The lines to transcribe begin with the one containing "Please annotate the leg" and end with the last line below; reproduce them exactly, without the pictures.

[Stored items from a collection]
■ ■ ■ ■ ■ ■ ■

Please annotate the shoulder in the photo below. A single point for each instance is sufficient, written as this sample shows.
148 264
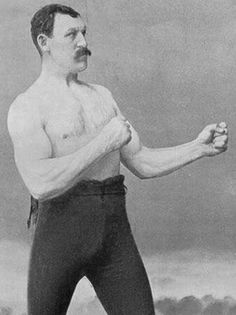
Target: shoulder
22 113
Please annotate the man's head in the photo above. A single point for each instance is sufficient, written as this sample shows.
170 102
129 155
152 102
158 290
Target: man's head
58 31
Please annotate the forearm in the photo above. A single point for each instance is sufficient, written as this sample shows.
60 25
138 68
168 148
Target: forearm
149 163
47 178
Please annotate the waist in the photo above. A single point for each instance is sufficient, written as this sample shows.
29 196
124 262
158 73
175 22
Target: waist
110 185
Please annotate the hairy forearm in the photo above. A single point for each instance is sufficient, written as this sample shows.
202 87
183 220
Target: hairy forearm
149 163
47 178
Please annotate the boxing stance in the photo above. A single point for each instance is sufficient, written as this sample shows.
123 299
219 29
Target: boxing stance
69 140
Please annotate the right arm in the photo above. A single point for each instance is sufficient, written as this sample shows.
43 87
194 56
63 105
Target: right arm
47 177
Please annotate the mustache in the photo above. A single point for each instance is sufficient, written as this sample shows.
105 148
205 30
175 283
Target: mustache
83 51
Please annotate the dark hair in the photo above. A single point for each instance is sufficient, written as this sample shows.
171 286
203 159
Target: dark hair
43 20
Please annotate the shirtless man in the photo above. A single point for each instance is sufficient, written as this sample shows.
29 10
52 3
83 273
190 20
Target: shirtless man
69 140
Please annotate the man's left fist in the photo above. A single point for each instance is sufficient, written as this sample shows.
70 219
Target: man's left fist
214 139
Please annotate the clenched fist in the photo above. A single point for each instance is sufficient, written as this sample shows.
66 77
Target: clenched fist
118 132
214 139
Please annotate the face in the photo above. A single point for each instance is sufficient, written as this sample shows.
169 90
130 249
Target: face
68 46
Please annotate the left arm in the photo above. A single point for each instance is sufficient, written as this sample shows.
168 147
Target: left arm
149 163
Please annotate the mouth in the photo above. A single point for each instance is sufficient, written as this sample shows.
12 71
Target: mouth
82 52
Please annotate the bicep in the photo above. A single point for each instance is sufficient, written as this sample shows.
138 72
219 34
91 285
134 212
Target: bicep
29 138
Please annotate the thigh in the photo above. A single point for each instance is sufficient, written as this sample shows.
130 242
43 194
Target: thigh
121 281
51 283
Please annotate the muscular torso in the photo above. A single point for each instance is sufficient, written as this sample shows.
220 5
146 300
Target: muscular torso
72 118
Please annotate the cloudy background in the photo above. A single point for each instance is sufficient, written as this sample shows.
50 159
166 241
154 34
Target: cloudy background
171 66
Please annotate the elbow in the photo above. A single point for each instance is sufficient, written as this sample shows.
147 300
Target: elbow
147 172
41 191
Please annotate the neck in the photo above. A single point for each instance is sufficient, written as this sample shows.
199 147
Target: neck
52 73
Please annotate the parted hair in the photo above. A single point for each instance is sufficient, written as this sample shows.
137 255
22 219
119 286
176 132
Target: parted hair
43 20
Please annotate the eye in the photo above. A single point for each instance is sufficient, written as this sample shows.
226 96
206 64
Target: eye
71 35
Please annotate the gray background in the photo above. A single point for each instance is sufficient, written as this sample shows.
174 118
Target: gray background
171 68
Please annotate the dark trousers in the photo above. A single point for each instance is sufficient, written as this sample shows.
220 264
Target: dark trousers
85 232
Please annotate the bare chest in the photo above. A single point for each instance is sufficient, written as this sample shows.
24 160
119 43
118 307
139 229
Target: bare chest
73 121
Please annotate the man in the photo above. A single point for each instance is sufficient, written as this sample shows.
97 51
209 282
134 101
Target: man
69 140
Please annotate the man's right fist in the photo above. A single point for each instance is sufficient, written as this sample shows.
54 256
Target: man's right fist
117 132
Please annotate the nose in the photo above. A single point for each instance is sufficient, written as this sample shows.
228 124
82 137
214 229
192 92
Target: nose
81 41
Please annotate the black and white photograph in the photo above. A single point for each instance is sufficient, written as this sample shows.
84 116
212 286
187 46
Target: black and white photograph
117 168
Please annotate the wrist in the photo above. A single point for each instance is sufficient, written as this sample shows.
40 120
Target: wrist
201 148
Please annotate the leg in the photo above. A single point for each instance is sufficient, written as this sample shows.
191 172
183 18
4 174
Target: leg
51 283
120 279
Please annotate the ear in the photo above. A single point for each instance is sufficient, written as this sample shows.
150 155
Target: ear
43 42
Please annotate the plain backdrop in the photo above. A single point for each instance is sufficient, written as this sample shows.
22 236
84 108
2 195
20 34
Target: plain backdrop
171 66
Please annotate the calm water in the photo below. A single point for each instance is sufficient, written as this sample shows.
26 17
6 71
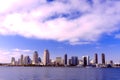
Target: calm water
50 73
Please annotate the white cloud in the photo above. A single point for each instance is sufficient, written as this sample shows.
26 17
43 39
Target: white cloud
5 55
32 20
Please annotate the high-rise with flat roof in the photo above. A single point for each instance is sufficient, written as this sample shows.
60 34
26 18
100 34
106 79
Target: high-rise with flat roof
103 58
96 58
46 57
21 60
35 57
65 59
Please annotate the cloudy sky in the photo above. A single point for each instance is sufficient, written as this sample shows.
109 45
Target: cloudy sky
75 27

■ ■ ■ ■ ■ ■ ■

_Written solution_:
Please annotate the leg in the photo above. A single point for each instance is sufficient, written as this sample shows.
191 172
183 18
4 174
Target: leg
51 283
120 279
Please annotate the ear in the photo above. A single point for each instance is sufficient, written as this sample shows.
150 155
Target: ear
43 42
Please annotate the plain backdrop in the photo above. A single point for each instance is sufficient, written as this sample shows.
22 236
84 108
2 195
20 34
Target: plain backdrop
171 66
Please annotate the calm water in the photo below. A single point for each instance is sufficient, written as this sample shows.
26 17
6 71
Target: calm water
50 73
Please annotate the white cloud in the photo above. A single point for each instance is sufficient, written as this sample shows.
26 17
43 39
Target: white cloud
5 55
32 20
Please annotate the high-rise with flat roof in the photo above. A single point for each instance is sufficient, written as this sample shows.
60 34
26 18
100 34
106 79
Target: high-rise with flat roof
103 58
96 58
46 57
21 60
35 57
65 59
Please annotate the cloudy sky in the photo above. A single point for each instance is sufficient, written as this sample shows.
109 45
Target: cloudy sky
75 27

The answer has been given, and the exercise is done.